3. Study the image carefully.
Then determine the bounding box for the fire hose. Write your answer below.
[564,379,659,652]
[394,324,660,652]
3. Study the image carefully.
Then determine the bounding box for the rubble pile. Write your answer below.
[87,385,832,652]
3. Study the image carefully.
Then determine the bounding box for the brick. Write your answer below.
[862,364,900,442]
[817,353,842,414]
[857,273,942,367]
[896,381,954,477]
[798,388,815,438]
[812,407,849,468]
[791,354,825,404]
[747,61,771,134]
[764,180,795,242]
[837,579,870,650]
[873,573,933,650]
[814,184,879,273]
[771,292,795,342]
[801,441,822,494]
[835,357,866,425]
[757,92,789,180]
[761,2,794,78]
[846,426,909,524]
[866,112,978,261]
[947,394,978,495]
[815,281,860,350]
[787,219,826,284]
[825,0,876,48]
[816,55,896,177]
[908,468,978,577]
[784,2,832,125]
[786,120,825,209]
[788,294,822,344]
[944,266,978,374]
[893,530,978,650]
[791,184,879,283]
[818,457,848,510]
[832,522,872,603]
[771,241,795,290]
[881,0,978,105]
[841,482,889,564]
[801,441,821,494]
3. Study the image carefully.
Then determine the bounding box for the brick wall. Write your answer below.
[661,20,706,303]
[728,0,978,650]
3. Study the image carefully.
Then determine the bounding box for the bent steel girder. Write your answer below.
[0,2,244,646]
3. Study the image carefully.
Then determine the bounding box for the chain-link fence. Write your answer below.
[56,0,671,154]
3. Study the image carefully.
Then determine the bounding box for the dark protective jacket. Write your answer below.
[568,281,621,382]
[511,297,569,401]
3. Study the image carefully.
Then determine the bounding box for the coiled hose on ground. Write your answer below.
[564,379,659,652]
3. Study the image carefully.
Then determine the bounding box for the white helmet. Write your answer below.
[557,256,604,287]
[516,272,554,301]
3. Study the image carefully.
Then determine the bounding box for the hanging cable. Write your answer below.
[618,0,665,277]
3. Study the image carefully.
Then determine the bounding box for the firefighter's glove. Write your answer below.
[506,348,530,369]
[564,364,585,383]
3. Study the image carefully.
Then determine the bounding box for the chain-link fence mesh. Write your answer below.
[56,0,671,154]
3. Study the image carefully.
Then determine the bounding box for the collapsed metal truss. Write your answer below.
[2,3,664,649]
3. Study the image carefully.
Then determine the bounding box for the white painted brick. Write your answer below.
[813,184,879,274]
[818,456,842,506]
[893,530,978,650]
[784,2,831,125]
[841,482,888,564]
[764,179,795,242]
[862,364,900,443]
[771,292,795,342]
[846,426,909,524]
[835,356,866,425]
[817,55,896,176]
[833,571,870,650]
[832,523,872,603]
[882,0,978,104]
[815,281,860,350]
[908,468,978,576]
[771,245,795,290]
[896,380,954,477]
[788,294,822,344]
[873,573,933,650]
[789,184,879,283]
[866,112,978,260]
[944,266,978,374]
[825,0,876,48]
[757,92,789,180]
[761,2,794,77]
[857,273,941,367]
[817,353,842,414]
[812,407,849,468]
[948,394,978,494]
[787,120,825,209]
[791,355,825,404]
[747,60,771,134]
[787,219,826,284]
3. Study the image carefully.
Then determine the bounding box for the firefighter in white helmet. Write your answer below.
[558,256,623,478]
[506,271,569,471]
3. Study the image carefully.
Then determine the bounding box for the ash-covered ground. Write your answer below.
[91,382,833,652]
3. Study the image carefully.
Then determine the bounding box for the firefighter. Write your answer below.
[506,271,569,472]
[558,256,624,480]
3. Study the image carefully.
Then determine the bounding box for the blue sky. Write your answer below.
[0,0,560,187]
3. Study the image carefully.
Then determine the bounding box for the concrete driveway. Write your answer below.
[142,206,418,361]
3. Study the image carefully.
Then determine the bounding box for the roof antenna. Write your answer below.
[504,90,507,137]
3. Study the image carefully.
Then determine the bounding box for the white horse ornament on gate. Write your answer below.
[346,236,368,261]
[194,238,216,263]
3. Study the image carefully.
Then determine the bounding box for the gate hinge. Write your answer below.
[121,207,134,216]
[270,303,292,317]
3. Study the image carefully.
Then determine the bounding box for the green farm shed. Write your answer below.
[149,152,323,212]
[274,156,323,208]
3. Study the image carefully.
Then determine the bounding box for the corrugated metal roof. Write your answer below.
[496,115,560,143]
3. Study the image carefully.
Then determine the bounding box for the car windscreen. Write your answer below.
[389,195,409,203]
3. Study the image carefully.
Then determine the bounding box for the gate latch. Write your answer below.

• INSTRUCTIONS TO FOLLOW: Rewrite the data above as a numbered list, leaving out any blank lines.

• SOLUTION:
1. 3. Study the image carefully.
2. Then determine the bounding box for the fire hose. Write your answer below.
3. [564,379,659,652]
4. [394,324,660,652]
5. 3. Study the image carefully.
6. Then determine the bounding box for the rubble pile. Write your answer below.
7. [87,385,832,652]
8. 3. Study the image carefully.
9. Then determine the bounding box for the brick. Write your answer below.
10. [862,364,900,442]
11. [817,353,842,414]
12. [857,273,942,367]
13. [896,381,954,477]
14. [798,388,815,438]
15. [812,407,849,468]
16. [791,354,825,404]
17. [747,61,771,134]
18. [764,180,795,242]
19. [837,579,870,650]
20. [873,573,933,650]
21. [814,184,879,273]
22. [771,292,795,342]
23. [801,441,822,494]
24. [835,357,866,425]
25. [757,92,789,180]
26. [761,2,794,78]
27. [846,426,909,524]
28. [866,112,978,261]
29. [947,394,978,495]
30. [815,281,860,350]
31. [787,219,826,284]
32. [825,0,876,48]
33. [816,55,896,177]
34. [908,468,978,577]
35. [784,2,832,125]
36. [786,120,825,209]
37. [788,294,822,344]
38. [944,266,978,374]
39. [893,530,978,650]
40. [791,184,879,283]
41. [818,457,848,510]
42. [832,522,872,603]
43. [771,241,795,290]
44. [881,0,978,105]
45. [841,482,889,564]
46. [801,441,821,494]
47. 3. Study the image carefully.
48. Then determine the bounding box for the brick wall. Write your answer below.
49. [661,20,706,303]
50. [728,0,978,650]
51. 3. Study the image carefully.
52. Then determine the bounding box for the bent steel girder. Write your answer below.
53. [0,2,244,646]
54. 3. Study the image carefully.
55. Then determine the bounding box for the chain-link fence. Write your answer below.
56. [56,0,671,154]
57. 3. Study the image carefully.
58. Then determine the bounding box for the dark protective jacket. Write your answer below.
59. [568,281,621,382]
60. [511,297,569,401]
61. 3. Study the image carefully.
62. Then determine the bounding box for the coiled hose on ground. Write your answer below.
63. [564,379,659,652]
64. 3. Study the image carefully.
65. Then determine the bounding box for the white helmet. Write your answer below.
66. [557,256,604,287]
67. [516,272,554,301]
68. 3. Study the image carefully.
69. Then determine the bounding box for the hanging cable. Write your answer below.
70. [618,0,665,277]
71. 3. Study the image carefully.
72. Then determine the bounding box for the firefighter's glove. Write your answer below.
73. [506,348,530,369]
74. [564,364,585,383]
75. 3. Study the image carefully.
76. Then determine the bounding box for the chain-link fence mesh. Write your answer below.
77. [56,0,671,154]
78. 3. Study the image carefully.
79. Then determine the bounding box for the collapsed metal truss. Write your answer below.
80. [2,3,664,649]
81. 3. Study the image carefully.
82. Then determine the bounding box for the white painted brick. Write your answer below.
83. [813,184,879,274]
84. [818,456,842,506]
85. [893,530,978,650]
86. [784,2,831,125]
87. [841,482,888,564]
88. [764,179,795,242]
89. [862,364,900,443]
90. [771,292,795,342]
91. [846,426,909,524]
92. [835,356,866,425]
93. [817,55,896,176]
94. [833,571,870,650]
95. [832,523,872,603]
96. [882,0,978,104]
97. [815,281,860,350]
98. [908,468,978,576]
99. [771,245,795,290]
100. [896,380,954,477]
101. [788,294,822,344]
102. [873,573,933,650]
103. [789,184,879,283]
104. [866,112,978,260]
105. [944,266,978,374]
106. [825,0,876,48]
107. [757,92,789,180]
108. [761,2,794,77]
109. [857,273,941,367]
110. [817,353,842,414]
111. [812,407,849,468]
112. [948,394,978,494]
113. [787,120,825,209]
114. [791,355,825,404]
115. [747,60,771,134]
116. [787,219,826,284]
117. 3. Study the image carefully.
118. Then determine the bounding box for the firefighter in white helmet. Write your answer below.
119. [558,256,623,478]
120. [506,271,569,471]
121. 3. Study the image carefully.
122. Then determine the bounding box for the ash-covered ground. Write your answer below.
123. [91,382,833,652]
124. 3. Study the image carefully.
125. Then determine the bounding box for the firefighter. Write your answer below.
126. [506,271,569,472]
127. [558,256,624,480]
128. 3. Study the image carefully.
129. Then determine the bounding box for the blue sky. Write your answer below.
130. [0,0,560,187]
131. 3. Study the image carefully.
132. Then determine the bounding box for the concrete driveway. Write your answer below.
133. [142,206,418,361]
134. 3. Study the image carefully.
135. Then determine the bounding box for the roof antenna. Write your answer below.
136. [504,90,507,137]
137. 3. Study the image carefully.
138. Then determine the bounding box for the white horse ornament on gate. Write your answer below.
139. [346,236,368,261]
140. [194,238,216,263]
141. 3. Study the image carefully.
142. Then determine the bounding box for the gate hinge. Write your answer below.
143. [121,207,134,216]
144. [270,303,292,317]
145. 3. Study the image carefully.
146. Then determine the bounding box for the green farm shed. Write your answer below.
147. [149,152,323,212]
148. [274,156,323,208]
149. 3. Study the image carefully.
150. Then determine the bounding box for the corrugated metal roof. Write your answer below.
151. [496,115,560,143]
152. 3. Study the image carefully.
153. Then determine the bounding box for the car windscreen. Write your answer below.
154. [389,195,409,203]
155. 3. Study the image carefully.
156. Then determine the bounding box for the gate latch. Write your answer below.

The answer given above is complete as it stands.